RECORDS TO USE —
------------

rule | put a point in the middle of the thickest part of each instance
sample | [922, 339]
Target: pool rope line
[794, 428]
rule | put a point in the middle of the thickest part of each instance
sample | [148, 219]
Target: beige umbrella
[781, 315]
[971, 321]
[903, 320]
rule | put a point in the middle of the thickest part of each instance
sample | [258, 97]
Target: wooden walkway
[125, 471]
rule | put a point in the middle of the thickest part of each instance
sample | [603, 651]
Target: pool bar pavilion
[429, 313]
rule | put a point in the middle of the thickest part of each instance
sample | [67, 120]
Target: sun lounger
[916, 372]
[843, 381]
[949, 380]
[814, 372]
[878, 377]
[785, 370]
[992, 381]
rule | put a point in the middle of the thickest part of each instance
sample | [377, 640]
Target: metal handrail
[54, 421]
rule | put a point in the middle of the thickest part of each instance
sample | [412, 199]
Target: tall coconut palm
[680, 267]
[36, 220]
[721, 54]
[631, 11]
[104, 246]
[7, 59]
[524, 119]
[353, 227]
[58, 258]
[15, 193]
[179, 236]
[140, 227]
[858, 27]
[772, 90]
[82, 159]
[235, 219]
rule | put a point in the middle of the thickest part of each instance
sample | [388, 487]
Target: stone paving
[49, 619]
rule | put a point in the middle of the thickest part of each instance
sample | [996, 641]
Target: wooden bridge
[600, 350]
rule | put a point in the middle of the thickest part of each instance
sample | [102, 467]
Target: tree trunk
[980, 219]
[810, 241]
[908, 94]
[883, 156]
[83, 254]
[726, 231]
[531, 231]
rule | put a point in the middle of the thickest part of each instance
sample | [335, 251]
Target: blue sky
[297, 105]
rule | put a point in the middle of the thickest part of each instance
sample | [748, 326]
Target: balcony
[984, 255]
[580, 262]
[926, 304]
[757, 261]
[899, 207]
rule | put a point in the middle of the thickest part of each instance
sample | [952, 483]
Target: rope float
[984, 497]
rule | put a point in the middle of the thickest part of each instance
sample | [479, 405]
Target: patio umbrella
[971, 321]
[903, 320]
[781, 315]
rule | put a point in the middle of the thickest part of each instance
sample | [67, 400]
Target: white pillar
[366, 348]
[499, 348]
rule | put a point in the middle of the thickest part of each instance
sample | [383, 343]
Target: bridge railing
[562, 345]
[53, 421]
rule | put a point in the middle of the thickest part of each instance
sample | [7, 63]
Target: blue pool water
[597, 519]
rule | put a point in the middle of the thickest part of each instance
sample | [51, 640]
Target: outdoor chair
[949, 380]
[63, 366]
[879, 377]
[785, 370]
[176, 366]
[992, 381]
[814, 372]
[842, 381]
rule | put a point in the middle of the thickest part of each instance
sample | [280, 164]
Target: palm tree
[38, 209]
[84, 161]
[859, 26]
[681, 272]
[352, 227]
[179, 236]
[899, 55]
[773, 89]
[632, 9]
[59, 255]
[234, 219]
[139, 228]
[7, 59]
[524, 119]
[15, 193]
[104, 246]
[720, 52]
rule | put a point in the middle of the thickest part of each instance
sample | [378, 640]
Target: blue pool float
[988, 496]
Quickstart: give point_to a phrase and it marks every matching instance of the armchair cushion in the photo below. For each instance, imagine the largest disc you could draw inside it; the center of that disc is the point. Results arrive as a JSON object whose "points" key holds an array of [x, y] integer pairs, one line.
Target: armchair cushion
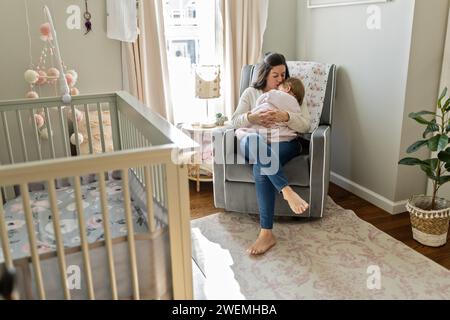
{"points": [[297, 170], [314, 76]]}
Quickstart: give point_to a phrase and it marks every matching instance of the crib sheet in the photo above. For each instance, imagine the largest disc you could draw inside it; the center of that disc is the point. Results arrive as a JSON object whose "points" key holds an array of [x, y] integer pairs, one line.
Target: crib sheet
{"points": [[40, 205]]}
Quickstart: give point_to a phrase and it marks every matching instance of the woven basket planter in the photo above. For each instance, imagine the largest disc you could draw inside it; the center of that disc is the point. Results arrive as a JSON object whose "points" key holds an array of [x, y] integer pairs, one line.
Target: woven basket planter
{"points": [[429, 227]]}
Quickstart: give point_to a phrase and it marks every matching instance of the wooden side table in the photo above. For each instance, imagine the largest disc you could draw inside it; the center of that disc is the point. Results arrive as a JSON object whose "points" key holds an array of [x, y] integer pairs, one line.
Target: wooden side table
{"points": [[201, 167]]}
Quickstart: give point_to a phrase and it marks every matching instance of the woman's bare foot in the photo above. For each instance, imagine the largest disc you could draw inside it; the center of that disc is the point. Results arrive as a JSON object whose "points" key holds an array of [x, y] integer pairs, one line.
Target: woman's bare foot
{"points": [[297, 204], [264, 242]]}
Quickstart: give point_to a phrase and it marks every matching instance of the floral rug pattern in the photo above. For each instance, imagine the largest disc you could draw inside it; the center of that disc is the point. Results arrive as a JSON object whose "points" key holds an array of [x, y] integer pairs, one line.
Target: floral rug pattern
{"points": [[43, 225], [337, 257]]}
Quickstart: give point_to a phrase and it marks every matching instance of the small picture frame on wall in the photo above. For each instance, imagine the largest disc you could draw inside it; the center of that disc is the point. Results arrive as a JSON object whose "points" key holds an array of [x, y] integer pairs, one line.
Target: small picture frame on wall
{"points": [[312, 4]]}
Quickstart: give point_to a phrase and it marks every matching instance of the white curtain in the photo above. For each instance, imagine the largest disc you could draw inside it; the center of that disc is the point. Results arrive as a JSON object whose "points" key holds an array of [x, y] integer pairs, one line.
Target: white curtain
{"points": [[243, 23], [145, 65]]}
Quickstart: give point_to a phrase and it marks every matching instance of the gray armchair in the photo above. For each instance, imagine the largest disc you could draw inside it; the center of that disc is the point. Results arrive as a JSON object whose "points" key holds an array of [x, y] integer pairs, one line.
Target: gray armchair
{"points": [[308, 174]]}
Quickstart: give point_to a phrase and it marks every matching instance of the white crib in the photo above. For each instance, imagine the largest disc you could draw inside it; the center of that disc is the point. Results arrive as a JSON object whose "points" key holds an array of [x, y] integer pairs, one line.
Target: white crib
{"points": [[140, 148]]}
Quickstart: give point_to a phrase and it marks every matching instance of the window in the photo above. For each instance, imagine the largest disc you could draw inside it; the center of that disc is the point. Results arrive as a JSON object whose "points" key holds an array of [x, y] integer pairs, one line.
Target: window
{"points": [[191, 40]]}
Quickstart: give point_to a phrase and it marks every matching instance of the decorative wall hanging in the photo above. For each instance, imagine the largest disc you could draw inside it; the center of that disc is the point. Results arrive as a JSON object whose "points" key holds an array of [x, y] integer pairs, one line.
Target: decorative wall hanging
{"points": [[334, 3], [87, 17]]}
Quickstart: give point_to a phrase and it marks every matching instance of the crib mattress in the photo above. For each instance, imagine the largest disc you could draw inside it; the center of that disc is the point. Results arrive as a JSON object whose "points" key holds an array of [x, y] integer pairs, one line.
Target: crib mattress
{"points": [[43, 225]]}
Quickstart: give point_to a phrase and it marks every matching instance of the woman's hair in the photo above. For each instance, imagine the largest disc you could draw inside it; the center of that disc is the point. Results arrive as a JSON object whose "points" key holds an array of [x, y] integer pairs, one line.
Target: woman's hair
{"points": [[270, 60], [297, 88]]}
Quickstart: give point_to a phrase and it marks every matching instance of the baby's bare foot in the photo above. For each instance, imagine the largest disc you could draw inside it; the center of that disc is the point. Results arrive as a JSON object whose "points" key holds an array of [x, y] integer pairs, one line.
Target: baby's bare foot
{"points": [[264, 242], [297, 204]]}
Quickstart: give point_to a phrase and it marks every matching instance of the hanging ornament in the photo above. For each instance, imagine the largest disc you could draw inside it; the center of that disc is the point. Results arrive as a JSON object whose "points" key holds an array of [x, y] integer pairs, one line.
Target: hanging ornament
{"points": [[31, 76], [32, 95], [87, 17]]}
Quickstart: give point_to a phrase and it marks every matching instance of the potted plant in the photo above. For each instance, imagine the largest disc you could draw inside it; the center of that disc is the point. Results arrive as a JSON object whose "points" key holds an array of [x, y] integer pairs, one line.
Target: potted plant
{"points": [[430, 215]]}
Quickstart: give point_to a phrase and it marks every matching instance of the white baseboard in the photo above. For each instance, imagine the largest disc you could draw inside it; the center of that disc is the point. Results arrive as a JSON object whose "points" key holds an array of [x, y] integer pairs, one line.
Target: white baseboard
{"points": [[368, 195]]}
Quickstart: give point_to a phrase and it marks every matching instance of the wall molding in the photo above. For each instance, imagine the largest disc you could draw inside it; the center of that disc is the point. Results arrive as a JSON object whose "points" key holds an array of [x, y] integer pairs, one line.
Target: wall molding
{"points": [[369, 195]]}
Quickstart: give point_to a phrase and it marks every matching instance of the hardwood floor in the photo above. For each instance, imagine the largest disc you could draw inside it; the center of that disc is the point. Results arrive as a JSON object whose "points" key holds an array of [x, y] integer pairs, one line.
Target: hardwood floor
{"points": [[397, 226]]}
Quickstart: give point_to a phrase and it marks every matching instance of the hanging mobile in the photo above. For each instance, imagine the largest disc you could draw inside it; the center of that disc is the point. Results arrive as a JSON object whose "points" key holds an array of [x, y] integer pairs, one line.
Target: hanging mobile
{"points": [[87, 17]]}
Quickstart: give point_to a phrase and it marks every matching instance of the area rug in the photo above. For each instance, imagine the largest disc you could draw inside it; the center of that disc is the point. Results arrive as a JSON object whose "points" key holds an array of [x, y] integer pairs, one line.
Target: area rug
{"points": [[337, 257]]}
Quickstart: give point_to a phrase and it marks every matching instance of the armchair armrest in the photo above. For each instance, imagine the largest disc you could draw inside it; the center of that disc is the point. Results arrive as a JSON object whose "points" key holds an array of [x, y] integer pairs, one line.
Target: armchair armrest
{"points": [[223, 140], [319, 169]]}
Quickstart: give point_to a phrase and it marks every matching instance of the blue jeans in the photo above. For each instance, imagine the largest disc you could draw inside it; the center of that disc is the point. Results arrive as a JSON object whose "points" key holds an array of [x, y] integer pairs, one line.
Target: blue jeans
{"points": [[268, 171]]}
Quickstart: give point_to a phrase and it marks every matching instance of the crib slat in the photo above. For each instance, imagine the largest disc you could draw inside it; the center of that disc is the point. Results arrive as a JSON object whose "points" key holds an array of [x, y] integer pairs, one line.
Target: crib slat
{"points": [[100, 123], [58, 237], [32, 241], [5, 239], [75, 127], [22, 135], [36, 134], [88, 127], [158, 183], [130, 231], [107, 235], [149, 195], [154, 182], [84, 242], [120, 128], [50, 133], [5, 245], [64, 132], [8, 138]]}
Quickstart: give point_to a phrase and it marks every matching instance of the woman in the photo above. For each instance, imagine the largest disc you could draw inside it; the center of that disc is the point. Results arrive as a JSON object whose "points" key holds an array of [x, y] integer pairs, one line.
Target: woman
{"points": [[272, 73]]}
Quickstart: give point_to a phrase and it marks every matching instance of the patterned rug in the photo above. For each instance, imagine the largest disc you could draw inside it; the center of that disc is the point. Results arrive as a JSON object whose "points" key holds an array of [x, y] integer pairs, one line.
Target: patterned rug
{"points": [[337, 257]]}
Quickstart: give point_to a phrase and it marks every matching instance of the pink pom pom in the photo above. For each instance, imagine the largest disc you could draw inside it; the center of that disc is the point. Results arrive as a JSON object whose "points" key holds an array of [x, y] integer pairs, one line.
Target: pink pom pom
{"points": [[46, 32], [78, 115], [53, 73], [45, 29], [42, 78], [32, 95], [70, 80], [40, 121], [74, 91]]}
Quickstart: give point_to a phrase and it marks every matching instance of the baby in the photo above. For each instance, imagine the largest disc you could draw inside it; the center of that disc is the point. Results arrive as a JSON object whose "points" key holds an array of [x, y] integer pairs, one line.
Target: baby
{"points": [[288, 97]]}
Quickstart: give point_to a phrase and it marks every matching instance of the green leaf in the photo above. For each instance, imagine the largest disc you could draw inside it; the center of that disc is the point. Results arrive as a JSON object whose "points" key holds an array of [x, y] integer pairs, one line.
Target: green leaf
{"points": [[433, 143], [442, 96], [444, 156], [432, 127], [447, 128], [411, 162], [443, 180], [432, 163], [443, 142], [418, 118], [427, 169], [421, 113], [416, 146], [446, 106]]}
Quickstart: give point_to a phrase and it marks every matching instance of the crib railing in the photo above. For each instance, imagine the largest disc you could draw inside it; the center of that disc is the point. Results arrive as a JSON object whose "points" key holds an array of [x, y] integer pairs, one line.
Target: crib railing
{"points": [[143, 145]]}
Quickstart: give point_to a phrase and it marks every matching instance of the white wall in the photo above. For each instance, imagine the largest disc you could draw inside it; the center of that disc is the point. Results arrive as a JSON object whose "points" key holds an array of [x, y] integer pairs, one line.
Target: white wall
{"points": [[425, 64], [281, 31], [96, 58], [378, 84]]}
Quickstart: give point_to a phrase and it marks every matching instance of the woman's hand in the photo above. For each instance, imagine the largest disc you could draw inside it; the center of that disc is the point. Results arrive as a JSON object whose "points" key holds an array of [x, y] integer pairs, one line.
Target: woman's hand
{"points": [[268, 118]]}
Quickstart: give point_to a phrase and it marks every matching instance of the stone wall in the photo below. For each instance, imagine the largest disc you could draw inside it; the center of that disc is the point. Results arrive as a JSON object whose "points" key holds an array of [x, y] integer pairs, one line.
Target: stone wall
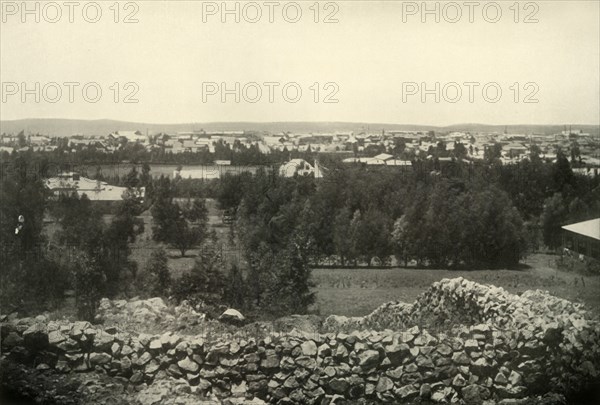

------------

YOUR INSTRUCTIONS — What is the number of lines in the material above that include "below"? Answer with the number only.

SOLVED EXERCISE — 2